Coordinate annotation records:
* * * *
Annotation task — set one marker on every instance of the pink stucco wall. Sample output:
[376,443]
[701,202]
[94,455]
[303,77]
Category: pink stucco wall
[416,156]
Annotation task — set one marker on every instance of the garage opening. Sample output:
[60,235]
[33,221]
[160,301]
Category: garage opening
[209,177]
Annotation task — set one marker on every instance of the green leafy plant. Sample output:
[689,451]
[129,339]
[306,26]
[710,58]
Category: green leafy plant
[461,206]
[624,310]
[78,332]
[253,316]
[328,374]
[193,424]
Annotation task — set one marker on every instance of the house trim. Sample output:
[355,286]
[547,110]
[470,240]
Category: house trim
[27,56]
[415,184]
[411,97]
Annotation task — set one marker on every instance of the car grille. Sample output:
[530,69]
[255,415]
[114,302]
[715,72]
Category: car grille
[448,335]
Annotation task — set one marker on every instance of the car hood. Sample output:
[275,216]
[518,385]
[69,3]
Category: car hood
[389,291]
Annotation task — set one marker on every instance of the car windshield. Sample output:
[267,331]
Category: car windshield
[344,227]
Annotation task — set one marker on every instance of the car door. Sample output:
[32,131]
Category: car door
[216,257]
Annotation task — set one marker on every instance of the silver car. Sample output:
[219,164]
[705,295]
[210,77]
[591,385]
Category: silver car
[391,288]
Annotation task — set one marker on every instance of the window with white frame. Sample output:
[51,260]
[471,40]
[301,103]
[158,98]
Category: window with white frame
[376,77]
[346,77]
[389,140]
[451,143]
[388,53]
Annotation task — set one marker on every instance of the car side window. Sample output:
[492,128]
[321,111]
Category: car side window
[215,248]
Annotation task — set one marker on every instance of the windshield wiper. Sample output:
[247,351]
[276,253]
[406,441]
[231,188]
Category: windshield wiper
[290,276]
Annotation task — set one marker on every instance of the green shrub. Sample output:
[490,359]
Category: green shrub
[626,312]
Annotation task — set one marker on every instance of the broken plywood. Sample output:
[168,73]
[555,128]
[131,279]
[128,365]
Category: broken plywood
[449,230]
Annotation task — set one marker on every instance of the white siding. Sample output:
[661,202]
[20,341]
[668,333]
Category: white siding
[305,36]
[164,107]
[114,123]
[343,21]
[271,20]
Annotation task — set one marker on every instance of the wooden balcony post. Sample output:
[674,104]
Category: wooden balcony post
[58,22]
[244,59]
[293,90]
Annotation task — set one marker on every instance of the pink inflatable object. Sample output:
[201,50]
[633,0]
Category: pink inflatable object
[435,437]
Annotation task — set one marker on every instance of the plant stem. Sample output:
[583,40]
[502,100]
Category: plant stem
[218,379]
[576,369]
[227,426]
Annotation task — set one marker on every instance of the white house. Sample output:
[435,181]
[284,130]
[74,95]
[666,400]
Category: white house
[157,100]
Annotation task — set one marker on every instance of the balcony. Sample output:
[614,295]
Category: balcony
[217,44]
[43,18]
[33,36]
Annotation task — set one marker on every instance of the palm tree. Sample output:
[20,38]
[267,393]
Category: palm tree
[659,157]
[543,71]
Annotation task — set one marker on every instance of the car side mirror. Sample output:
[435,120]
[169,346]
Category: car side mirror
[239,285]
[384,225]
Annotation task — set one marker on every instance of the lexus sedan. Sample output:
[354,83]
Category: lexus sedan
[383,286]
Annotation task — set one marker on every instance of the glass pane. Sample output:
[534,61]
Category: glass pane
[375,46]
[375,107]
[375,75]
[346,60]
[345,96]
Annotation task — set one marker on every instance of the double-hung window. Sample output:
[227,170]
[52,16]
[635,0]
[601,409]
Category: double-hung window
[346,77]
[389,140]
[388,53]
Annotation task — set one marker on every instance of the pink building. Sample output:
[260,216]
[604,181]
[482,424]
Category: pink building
* * * *
Problem:
Begin at the row that contains "of the palm" and continue through the last row, then write out every line in that span again, requests included. Add -134 to each number in the marker coordinates given as answers, and leave the requests and their sample outputs unchanged.

Answer:
Annotation task — set one marker on every instance of the palm tree. Sample output:
[20,38]
[267,393]
Category: palm tree
[525,23]
[409,-63]
Annotation task — set one marker on every instance of the car side mirror. Sample output:
[435,120]
[169,346]
Category: car side mirror
[105,151]
[250,91]
Annotation task — set one marker on every instance of the lexus sedan. Sample output:
[354,83]
Category: lexus sedan
[249,152]
Annotation task — set one marker on every instance of the glass pane. Sample output:
[534,61]
Category: glass pane
[241,-88]
[241,-27]
[241,-59]
[212,-74]
[211,-38]
Annotation task — set one marker on every instance of the double-hung window. Sample output:
[227,170]
[52,16]
[635,0]
[601,409]
Category: double-hung window
[212,-57]
[255,6]
[254,-81]
Annotation task — set one marker on every instance of the pink building. Sample output:
[260,216]
[604,181]
[482,424]
Category: pink building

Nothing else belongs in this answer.